**Отрывок страницы:**
_ _ _ _ _

Фёдор Шаляпин
(Очерк жизни и творчества) - Никулин Лев Вениаминович 14 стр.


Допустим, это было сказано в дурном настроении, в минуты меланхолии. Но годы шли, и Шаляпин не раз возвращался к этим грустным размышлениям.

Он прожил еще 23 года, но истинно радостного юбилейного торжества он так и не отпраздновал.

13

Молодой человек — московский студент, литератор — ехал из Москвы в Крым ранней весной 1917 года.

Третий месяц страна жила без царя. От берегов Тихого океана и до линии фронта пришли в движение миллионы людей. В деревнях крестьяне требовали раздела помещичьих земель, в городах, на заводах и фабриках происходили стачки, острые столкновения между рабочими и предпринимателями. Фронт еще держался, но на железнодорожных станциях можно было видеть тысячи бородатых солдат с узелками за спиной, хмуро ожидающих поездов с запада на восток.

Надвигались великие события, в их испепеляющем дыхании бессильно метались люди, все еще гордо называвшие себя Временным правительством России.

_ _ _ _ _

**Задание:**
Допишите очерк о жизни и творчестве Фёдора Шаляпина, продолжив повествование сразу после фразы о людях, «все еще гордо называвшие себя Временным правительством России».

**Исходные данные:**
_ _ _ _ _

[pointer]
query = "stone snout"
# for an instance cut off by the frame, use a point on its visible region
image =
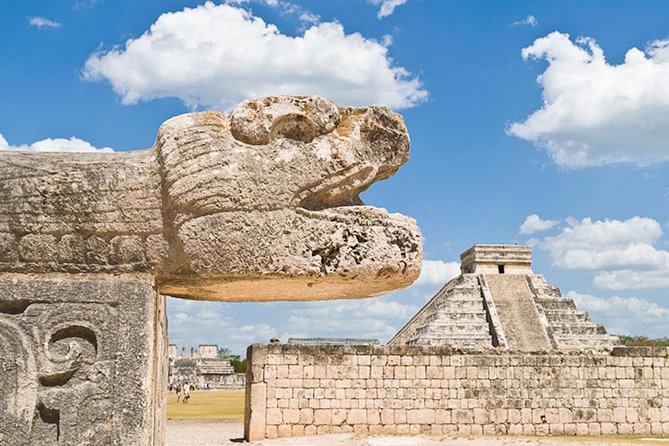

_ _ _ _ _

**Ответ:**
Весной 1917 года в Крыму несколько русских киноартистов снимались в художественных фильмах, которым предстояло появиться на экране летом этого же года. Среди этих киноартистов были довольно известные по тем временам «звезды экрана», например, Максимов, Полонский и другие. Молодому литератору-москвичу, уже испытавшему свои способности в сочинении киносценариев, предложили приехать в Крым и сочинить тут же, так сказать, на ходу, два-три сценария для будущих фильмов. Действие этих сценариев обязательно должно было происходить в Крыму — крымские пейзажи, парки, особняки-виллы были фоном, на котором предполагалось развить сюжет. Это было довольно несложное литературное рукоделие, если принять во внимание, что сценарий состоял из шестидесяти-семидесяти сценок, умещавшихся в школьной тетрадке. Вместе с тем писать такие произведения было нелегко, потому что тема ограничивалась «треугольником» — муж, жена и возлюбленный, — и в пределах этого треугольника приходилось выдумывать любовную интригу с обязательным трагическим или лирическим концом при луне, у моря или в кипарисовой аллее. Выдумать что-нибудь более сложное было трудно, и главное — это никак не устраивало акционерную компанию под названием «Биофильм».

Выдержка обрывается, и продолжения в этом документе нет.